> [REQUIREMENT A]
Decide whether each statement below agrees with the email on Koha licensing. For (i), (ii), and (iii), answer yes or no and quote the deciding words of the email.
(i) Git appears to hold every change with correct attribution.
(ii) The copyright statements in each file reflect the actual status.
(iii) Contributors adding a new file are asked not to copy the Katipo Communications copyright statement blindly.

> [PAGE TEXT]
## BEGIN

Hi, On Sun, May 9, 2010 at 10:37 PM, Lars Wirzenius <lars@catalyst.net.nz> wrote:
* It would further simplify things if there is an explicit policy that all code included in the project should be using the same license, or at least that all new code will use the same license. At the very least all licenses used by Koha should be compatible with each other.
Since Koha embeds the source for some third-party libraries, compatibility of the overall license chosen for Koha is the best that could be achieved for that kind of code.
* The copyright ownership of each file is a bit hidden. The copyright statements (years, owners) in each file do not seem to reflect actual status. This should be cleaned up at some point. Luckily, git has every change, correctly attributed, it seems, so it's just some hard work that needs to happen. This is somewhat unrelated to a license switch, but it's going to be important at some point, so it'd be good to keep it on the table.
As a related note, I'd like to gently remind contributors that if you are adding a new file, please don't blindly copy over the 'Copyright 2000-2002 Katipo Communications' statement unless your contribution is archeological in nature.

## END

> [MATERIALS PROVIDED]
## BEGIN

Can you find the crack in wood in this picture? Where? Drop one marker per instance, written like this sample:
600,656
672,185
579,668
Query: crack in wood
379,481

## END
## BEGIN

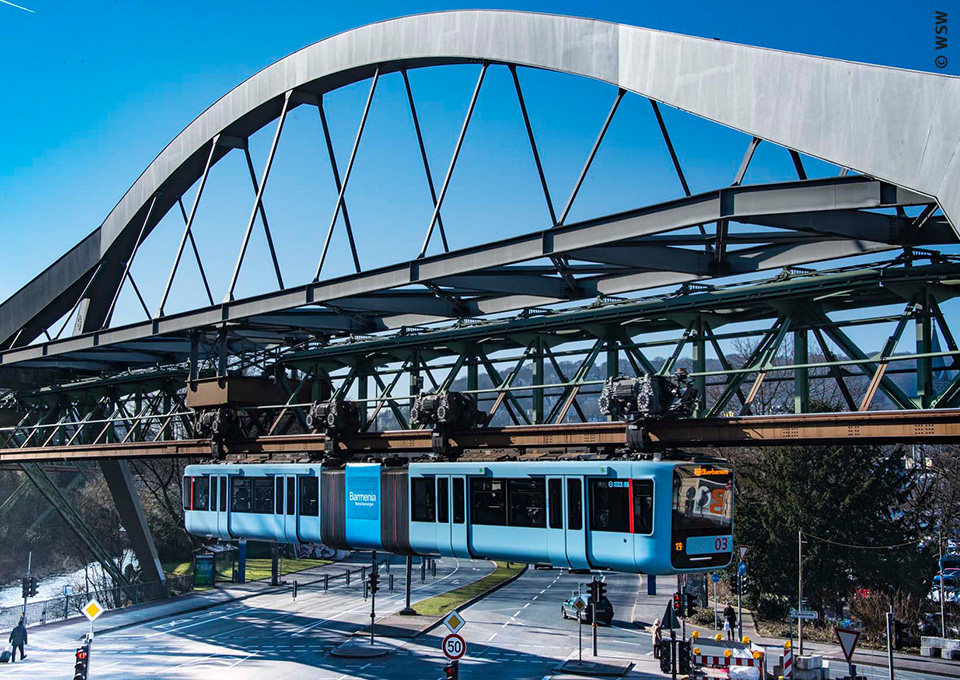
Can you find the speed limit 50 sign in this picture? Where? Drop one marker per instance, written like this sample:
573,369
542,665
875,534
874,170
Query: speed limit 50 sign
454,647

## END

> [REQUIREMENT B]
Pull out every line of the records that contains the word "written". Case counts.

> [CORRECT RESPONSE A]
(i) Yes: "git has every change, correctly attributed, it seems"
(ii) No: "The copyright statements (years, owners) in each file do not seem to reflect actual status."
(iii) Yes: "please don't blindly copy over the 'Copyright 2000-2002 Katipo Communications' statement"

> [CORRECT RESPONSE B]
Can you find the crack in wood in this picture? Where? Drop one marker per instance, written like this sample:
Can you find the speed limit 50 sign in this picture? Where? Drop one marker per instance, written like this sample:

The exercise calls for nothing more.